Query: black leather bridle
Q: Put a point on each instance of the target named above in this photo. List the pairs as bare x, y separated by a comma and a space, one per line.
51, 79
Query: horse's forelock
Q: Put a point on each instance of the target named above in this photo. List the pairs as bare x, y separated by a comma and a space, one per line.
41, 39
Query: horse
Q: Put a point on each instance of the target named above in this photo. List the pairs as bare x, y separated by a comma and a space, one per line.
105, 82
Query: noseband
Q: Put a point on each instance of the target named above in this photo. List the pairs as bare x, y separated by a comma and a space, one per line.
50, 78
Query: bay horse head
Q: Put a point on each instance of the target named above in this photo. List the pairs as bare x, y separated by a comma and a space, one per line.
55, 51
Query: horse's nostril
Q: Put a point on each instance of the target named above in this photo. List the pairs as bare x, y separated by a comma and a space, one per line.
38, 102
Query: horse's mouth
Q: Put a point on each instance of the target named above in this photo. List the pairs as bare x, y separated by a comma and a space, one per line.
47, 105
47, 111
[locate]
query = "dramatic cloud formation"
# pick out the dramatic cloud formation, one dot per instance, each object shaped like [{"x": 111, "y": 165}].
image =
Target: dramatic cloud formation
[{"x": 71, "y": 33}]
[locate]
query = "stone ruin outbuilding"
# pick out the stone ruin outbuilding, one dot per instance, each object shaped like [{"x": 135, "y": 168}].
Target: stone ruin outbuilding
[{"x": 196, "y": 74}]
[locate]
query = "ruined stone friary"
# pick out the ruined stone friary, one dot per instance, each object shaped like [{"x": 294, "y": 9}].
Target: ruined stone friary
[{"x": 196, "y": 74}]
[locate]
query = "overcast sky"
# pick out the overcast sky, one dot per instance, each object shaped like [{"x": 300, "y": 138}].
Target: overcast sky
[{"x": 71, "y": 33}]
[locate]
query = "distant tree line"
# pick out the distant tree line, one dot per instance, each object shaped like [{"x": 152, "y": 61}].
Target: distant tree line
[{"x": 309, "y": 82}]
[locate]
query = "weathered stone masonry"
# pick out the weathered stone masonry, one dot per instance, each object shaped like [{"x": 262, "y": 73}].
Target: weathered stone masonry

_Task goal_
Lines from the one that contains "# pick out the weathered" through the final line of the entries must be duplicated exactly, and no other lines.

_Answer section_
# pick out the weathered stone masonry, one dot per instance, each object shaped like [{"x": 262, "y": 73}].
Target: weathered stone masonry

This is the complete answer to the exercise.